#### Provided passage:
US clinics say not best place to check for Ebola
The deadly virus' arrival in the U.S. has put the spotlight on weak spots in American hospitals, but those facilities are not the only ones who have suddenly found themselves on the front lines against Ebola.
At least two people who feared they could have Ebola have turned to urgent care clinics, a fast-growing segment of the U.S. health care industry that for many people have become de-facto emergency rooms. They are not, however, equipped like hospitals to treat serious illnesses, such as Ebola, nor do they have isolation units.
Clinics are urging potential patients to get checked for the highly contagious virus at a hospital.
Given the problems at the Texas hospital, where Thomas Eric Duncan died and two nurses have been diagnosed with the virus, an Ebola case could have posed even greater problems at a clinic or smaller hospital, experts say.
"That would be an even less controlled situation," said Dr. David Weber, an epidemiologist at the University of North Carolina's hospital. "The likelihood for that is so remote that they may never have thought about that."
Still, clinics are preparing staff in case someone with Ebola does walk in. They are distributing protective gear and quickly trying to get up to speed on the best protocols to teach their health providers.
Dr. William Gluckman of the Urgent Care Association of America, which represents more than 2,600 clinics, said the facilities want anyone who suspects they may have contracted Ebola to go to a hospital emergency department.
The Urgent Care Association of America sent emails to its roughly 6,400 members asking them to spread that message.
With more than 9,000 clinics around the country, urgent care is designed to treat as many patients as quickly as possible for minor illnesses, like the flu or a sliced finger.
But people are increasingly using them for any emergency to avoid the costs, long waits and crowds at hospitals.
MedExpress—which runs 138 clinics in 11 states—said its employees have been told to encourage patients with flu-like symptoms who have been in West Africa or in contact with someone infected with Ebola to go to a hospital.

#### Records shown:
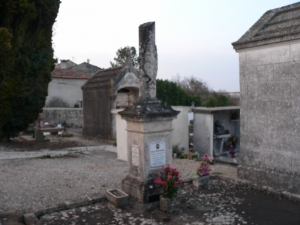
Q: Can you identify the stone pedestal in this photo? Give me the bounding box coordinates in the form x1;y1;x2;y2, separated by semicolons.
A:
122;111;177;203
119;22;179;203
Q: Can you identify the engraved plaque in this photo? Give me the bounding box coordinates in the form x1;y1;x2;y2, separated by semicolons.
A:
131;145;140;166
150;141;166;167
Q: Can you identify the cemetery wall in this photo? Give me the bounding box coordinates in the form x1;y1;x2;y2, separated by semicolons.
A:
238;41;300;194
42;108;83;125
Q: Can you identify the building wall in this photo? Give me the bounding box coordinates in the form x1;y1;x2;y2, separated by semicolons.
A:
83;88;115;140
42;108;83;125
46;78;87;107
238;41;300;194
193;112;213;156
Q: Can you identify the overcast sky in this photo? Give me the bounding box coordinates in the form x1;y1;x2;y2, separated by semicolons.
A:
53;0;297;91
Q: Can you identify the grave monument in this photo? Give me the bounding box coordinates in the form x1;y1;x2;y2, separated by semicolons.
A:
119;22;179;203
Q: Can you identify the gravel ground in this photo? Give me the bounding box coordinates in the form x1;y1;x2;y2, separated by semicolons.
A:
0;134;236;212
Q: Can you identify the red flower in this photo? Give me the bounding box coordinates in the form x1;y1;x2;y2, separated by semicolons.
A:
154;177;163;184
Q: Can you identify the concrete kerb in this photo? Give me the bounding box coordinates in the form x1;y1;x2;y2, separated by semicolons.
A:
2;173;300;225
0;196;106;225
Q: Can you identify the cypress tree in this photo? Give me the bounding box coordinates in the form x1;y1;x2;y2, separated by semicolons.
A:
0;0;60;139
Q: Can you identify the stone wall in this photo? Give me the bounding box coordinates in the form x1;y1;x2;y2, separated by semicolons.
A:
238;41;300;194
42;108;83;125
46;78;88;107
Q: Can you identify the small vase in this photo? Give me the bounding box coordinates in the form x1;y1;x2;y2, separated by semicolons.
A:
193;175;209;189
159;195;180;214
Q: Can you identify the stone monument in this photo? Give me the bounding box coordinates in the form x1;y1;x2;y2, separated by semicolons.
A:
120;22;179;203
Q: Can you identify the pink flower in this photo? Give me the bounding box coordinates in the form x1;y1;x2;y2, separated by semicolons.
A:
162;164;170;171
154;177;163;185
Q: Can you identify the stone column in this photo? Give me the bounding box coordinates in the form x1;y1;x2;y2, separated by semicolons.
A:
119;22;179;203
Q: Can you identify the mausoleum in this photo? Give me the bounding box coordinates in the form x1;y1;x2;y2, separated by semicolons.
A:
82;61;139;141
232;3;300;194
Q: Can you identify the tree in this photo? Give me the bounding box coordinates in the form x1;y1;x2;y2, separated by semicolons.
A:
110;46;138;67
172;74;228;107
156;79;201;106
0;0;60;139
172;74;211;101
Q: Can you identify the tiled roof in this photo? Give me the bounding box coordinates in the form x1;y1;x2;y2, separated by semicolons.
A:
51;68;91;79
232;2;300;50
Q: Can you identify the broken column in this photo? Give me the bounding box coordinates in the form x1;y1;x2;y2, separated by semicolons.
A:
120;22;179;203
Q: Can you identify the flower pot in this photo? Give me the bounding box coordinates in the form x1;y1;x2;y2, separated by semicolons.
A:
159;196;180;214
193;175;209;189
106;189;128;207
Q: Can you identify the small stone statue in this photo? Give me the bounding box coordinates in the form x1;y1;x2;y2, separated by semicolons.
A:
139;22;157;100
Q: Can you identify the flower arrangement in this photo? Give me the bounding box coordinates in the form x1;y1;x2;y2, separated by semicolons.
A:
179;152;188;159
195;154;213;176
215;120;222;127
154;164;182;198
192;152;200;160
214;120;225;135
225;136;238;158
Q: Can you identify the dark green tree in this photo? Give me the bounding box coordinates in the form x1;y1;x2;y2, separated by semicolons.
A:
0;0;60;139
110;46;138;67
156;79;201;106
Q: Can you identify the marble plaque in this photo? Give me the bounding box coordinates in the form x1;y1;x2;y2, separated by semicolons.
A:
150;141;166;167
131;145;140;166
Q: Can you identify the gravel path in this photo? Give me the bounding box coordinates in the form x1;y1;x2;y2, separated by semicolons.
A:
0;149;127;212
0;134;236;212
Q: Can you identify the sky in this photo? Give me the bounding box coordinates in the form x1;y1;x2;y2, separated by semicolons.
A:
53;0;297;92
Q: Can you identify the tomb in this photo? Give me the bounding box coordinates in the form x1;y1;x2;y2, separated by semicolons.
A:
192;106;240;163
232;3;300;195
119;22;179;203
82;60;139;142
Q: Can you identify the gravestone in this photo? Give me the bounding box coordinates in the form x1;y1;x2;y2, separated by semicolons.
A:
119;22;179;203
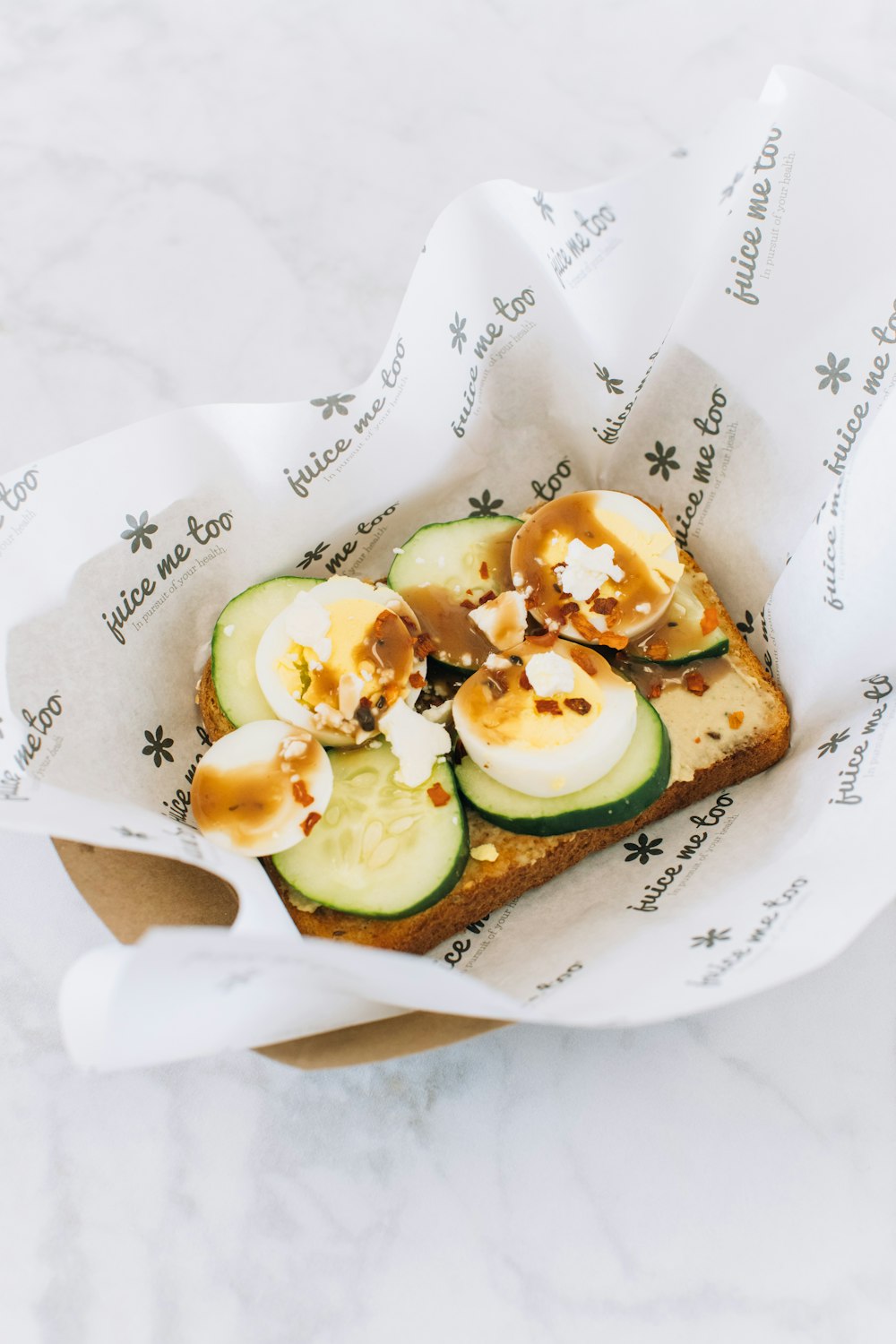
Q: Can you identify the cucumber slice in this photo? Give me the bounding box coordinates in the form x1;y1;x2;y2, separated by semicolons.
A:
388;515;522;672
457;695;670;836
272;742;469;919
211;574;320;728
625;570;728;668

#### Your task:
Resume the article on urgent care clinics and Ebola, continuing from the MedExpress statement about patients with flu-like symptoms.

#### Response to this exercise:
The Centers for Disease Control and Prevention says Ebola isn't contagious until symptoms appear. Ebola isn't spread through the air like the flu; people catch it by direct contact with a sick person's bodily fluids, such as blood or vomit.
The urgent care association recommends front desk staff ask for specifics on symptoms from patients and recent travel history.
If that the person has a fever, headache or other flu-like symptoms and has been in an Ebola hot spot, clinics have been told to isolate them in a single room, Gluckman said. The clinic should call public health officials and contact a hospital to transport them there as quickly as possible, per CDC guidelines.
Patients at the urgent care clinic in Frisco, a suburb north of Dallas, were held briefly after Dallas County sheriff's deputy Sgt. Michael Monning went there with flu-like symptoms. Monning had entered Duncan's apartment but had no direct contact with him.
Monning was transported to a hospital where it was determined that he did not have the virus.
Patients at the practice in Braintree, about 12 miles (19 kilometers) south of Boston, were also held briefly on Sunday while the man was taken to a hospital, where it was determined he did not have Ebola. The car that he drove to the office in was decontaminated by crews in hazmat suits.